PROVIDED PASSAGE

··········

In this view, the decree must be reversed and the cause remanded for further proceedings in conformity with this opinion.
It is so ordered.
NOTES
[1] The applicable provisions of § 60 are as follows:
"SEC. 60. PREFERRED CREDITORS a. A person shall be deemed to have given a preference if, being insolvent, he has, within four months before the filing of the petition, or after the filing of the petition and before the adjudication, procured or suffered a judgment to be entered against himself in favor of any person, or made a transfer of any of his property, and the effect of the enforcement of such judgment or transfer will be to enable any one of his creditors to obtain a greater percentage of his debt than any other of such creditors of the same class. Where the preference consists in a transfer, such period of four months shall not expire until four months after the date of the recording or registering of the transfer, if by law such recording or registering is required.

··········

DATASET
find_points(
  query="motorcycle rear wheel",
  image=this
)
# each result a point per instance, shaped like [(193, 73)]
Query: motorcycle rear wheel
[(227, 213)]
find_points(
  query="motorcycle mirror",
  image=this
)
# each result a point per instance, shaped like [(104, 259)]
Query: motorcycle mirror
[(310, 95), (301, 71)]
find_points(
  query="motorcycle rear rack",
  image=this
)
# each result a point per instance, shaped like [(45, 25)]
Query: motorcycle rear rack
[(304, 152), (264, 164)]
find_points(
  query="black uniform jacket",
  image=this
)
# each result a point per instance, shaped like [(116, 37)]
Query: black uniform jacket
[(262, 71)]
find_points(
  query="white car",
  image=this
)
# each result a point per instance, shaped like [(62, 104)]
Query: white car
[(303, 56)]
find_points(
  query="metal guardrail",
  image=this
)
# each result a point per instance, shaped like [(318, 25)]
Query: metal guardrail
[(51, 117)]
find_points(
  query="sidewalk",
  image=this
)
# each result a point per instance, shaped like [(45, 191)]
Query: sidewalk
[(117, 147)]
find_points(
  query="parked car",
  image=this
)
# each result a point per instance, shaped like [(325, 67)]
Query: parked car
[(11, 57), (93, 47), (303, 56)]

··········

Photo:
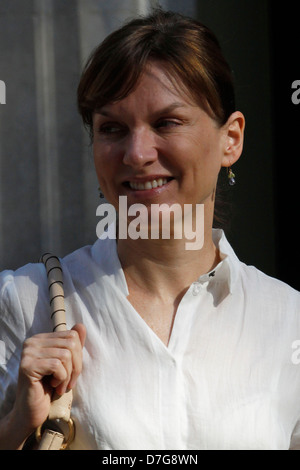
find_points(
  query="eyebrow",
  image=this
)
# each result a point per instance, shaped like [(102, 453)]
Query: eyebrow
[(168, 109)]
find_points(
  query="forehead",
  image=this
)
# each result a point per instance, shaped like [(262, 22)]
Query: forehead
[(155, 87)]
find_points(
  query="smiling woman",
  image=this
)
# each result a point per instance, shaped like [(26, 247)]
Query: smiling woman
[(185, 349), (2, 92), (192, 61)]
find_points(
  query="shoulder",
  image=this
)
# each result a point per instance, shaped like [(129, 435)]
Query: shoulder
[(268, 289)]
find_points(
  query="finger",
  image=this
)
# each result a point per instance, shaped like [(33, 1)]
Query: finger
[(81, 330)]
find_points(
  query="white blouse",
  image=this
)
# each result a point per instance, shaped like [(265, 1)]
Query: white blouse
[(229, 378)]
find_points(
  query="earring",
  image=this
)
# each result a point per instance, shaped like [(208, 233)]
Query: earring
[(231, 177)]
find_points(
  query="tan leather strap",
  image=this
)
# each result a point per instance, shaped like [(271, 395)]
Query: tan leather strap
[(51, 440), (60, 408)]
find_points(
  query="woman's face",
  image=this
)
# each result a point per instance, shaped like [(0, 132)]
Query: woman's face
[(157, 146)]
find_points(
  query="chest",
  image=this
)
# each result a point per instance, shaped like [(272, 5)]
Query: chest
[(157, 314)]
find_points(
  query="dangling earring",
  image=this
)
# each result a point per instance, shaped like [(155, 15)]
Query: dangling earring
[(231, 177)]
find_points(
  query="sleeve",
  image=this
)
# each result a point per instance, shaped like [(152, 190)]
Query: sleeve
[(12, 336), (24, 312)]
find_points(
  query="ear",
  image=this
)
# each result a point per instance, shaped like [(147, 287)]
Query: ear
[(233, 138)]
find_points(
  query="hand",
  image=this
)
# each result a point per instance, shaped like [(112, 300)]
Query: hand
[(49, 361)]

··········

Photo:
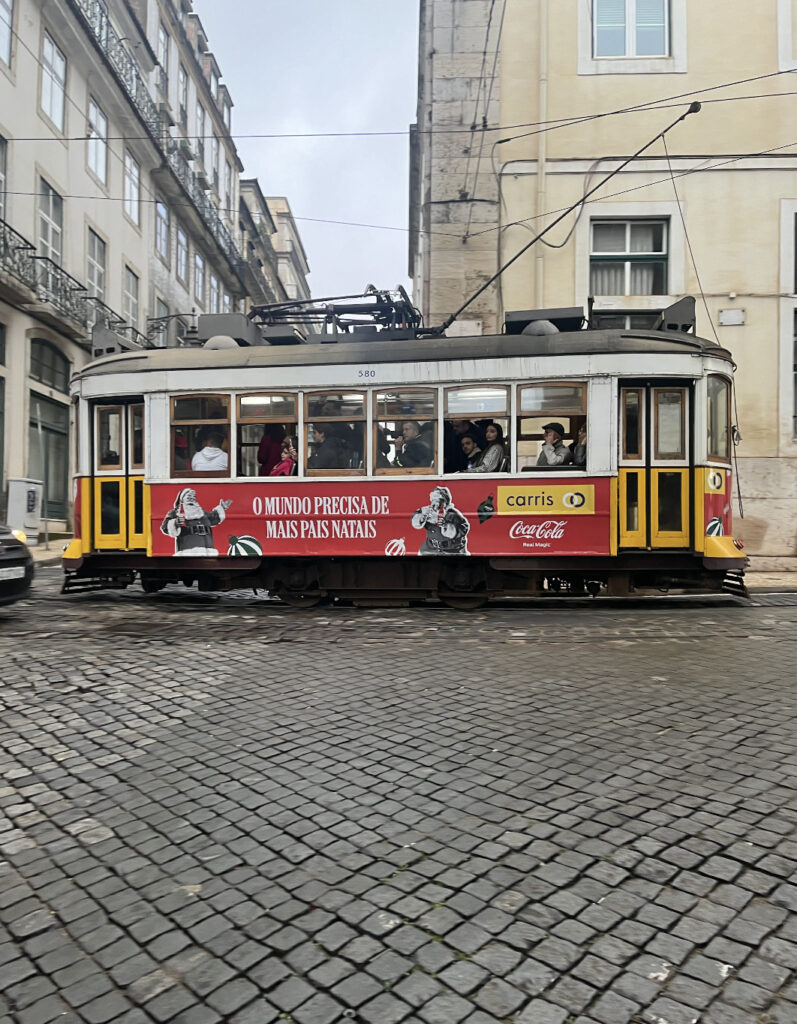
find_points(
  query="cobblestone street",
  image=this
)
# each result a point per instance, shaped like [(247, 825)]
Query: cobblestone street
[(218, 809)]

··········

EXERCISE OBJECTIVE
Rewrite the court opinion excerpt from "It is so ordered." to "registering is required.", changing every "four months" to "three months".

TASK SOLUTION
It is so ordered.
NOTES
[1] The applicable provisions of § 60 are as follows:
"SEC. 60. PREFERRED CREDITORS a. A person shall be deemed to have given a preference if, being insolvent, he has, within three months before the filing of the petition, or after the filing of the petition and before the adjudication, procured or suffered a judgment to be entered against himself in favor of any person, or made a transfer of any of his property, and the effect of the enforcement of such judgment or transfer will be to enable any one of his creditors to obtain a greater percentage of his debt than any other of such creditors of the same class. Where the preference consists in a transfer, such period of three months shall not expire until three months after the date of the recording or registering of the transfer, if by law such recording or registering is required.